> [PROBLEMS TO WORK ON]:
1) In the court opinion, how much was the bankrupt's loan from the National City Bank?
2) Reproduce the stretch of the court opinion from "The specification is addressed" through "his financial condition'.".
3) Write the next part of the court opinion, starting after its final sentence.

> [SOURCE PASSAGE]:
The opinion of the court was delivered by: BYERS

Motion to dismiss petition to review order of referee denying discharge.

The sole creditor of the above-named bankrupt has successfully contested his discharge before the referee, and the correctness of that ruling is contested under the following showing: The creditor, Quern, recovered a deficiency judgment in foreclosure of a mortgage executed by the bankrupt in June of 1941, which took the place of an unrecorded mortgage dated November 4, 1937, and which is the source of the creditor's status in this proceeding.

 The specification of objection which was sustained is confined to the bankrupt's application for a loan to the National City Bank, dated February 4, 1941, over three years after Quern's claim arose; the loan was for $ 204, and was stated to have been sought to pay for medical service; that loan was paid in due course.

 The specification is extended in form, as will be seen:

 '1. That the bankrupt prior to the filing of the petition in bankruptcy, in order to obtain money and property on credit and/or obtain an extension or renewal of credit from the National City Bank, did make, issue and publish, in violation of the Bankruptcy Act, a false statement in writing, respecting his financial condition, in that the bankrupt issued a false financial statement in writing on February 4th, 1941 to the National City Bank respecting his financial condition, wherein the bankrupt stated, amongst other things, that the only lien against the property owned by him at 130 Kenilworth Place, Brooklyn, New York, was a mortgage of $ 6975.00 held by the Flatbush Savings Bank of Brooklyn and that he had no other loans outstanding and was making no installment payments and that all taxes, assessments and fire insurance were up to date except water taxes for $ 25.00 due February 1st, 1941, whereas in fact the bankrupt was indebted to Frederick G. Quern in a sum in excess of $ 5,000.00, which obligation was incurred by the bankrupt in connection with the purchase of the premises of 130 Kenilworth Place, Brooklyn, N.Y., and which purchase constituted a lien against the premises, evidenced by the unrecorded bond and third mortgage. That there was also outstanding a second mortgage against the property held by Winwell Realty Co.; the bankrupt was also indebted upon outstanding loans to Frederick G. Quern, Mary Jane Haggerty, Margaret Soden and Thomas F. Demic in excess of $ 3500.00, and the bankrupt was making installment payments upon said obligations, as well as to the Flatbush Savings Bank, and in addition the bankrupt was in arrears on taxes owing upon the said premises, and further, based upon the said statement, the bankrupt did obtain money by way of a loan from the National City Bank on or about February 6th, 1941 and said bankrupt issued the said statement knowing full well that the National City Bank would rely upon said statement, and the National City Bank upon reliance of said statement, did grant a loan to the bankrupt on February 6th, 1941 for $ 204.00.'

 The specification is addressed to Section 14, sub. c(3) of the Act, 11 U.S.C.A. § 32, sub. c(3), which provides that the discharge shall be denied if it appears that the bankrupt 'obtained money or property on credit, or obtained an extension or renewal of credit, by making or publishing or causing to be made or published in any manner whatsoever, a materially false statement in writing respecting his financial condition'.

> [DATA BELOW]:

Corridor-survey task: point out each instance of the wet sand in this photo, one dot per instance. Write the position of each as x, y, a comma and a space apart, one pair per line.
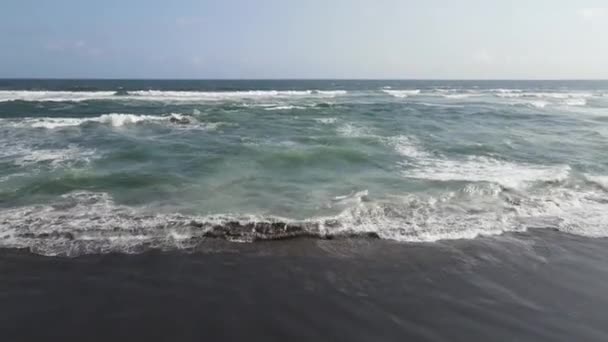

> [RESULTS OF THE TASKS]:
1) $204

2)
The specification is addressed to Section 14, sub. c(3) of the Act, 11 U.S.C.A. § 32, sub. c(3), which provides that the discharge shall be denied if it appears that the bankrupt 'obtained money or property on credit, or obtained an extension or renewal of credit, by making or publishing or causing to be made or published in any manner whatsoever, a materially false statement in writing respecting his financial condition'.

3)
 Collier (14th Edition) at page 1351 contains this resume of the law as it has been expounded:

 'It has been held that an intent to defraud is essential; the word 'false' means more than erroneous or untrue and imports an intention to deceive, and a materially false statement in writing must have been knowingly or intentionally untrue to bar a discharge. Intention to deceive is always material as an element of proof, and, by the weight of authority, such intent is an essential element. It must be shown that the bankrupt's alleged false statement in writing was either knowingly false or made so recklessly as to warrant a finding that he acted fraudulently. * * * '

 Such of the numerous authorities in support of the text as the Court has been able to examine are in accord with the quotation.

 Concededly, if the statement furnished to the bank fell within the prohibition of the statute, the bankrupt was under the burden of demonstrating a lack of intent to deceive the bank, and the record has been examined in the light of that understanding.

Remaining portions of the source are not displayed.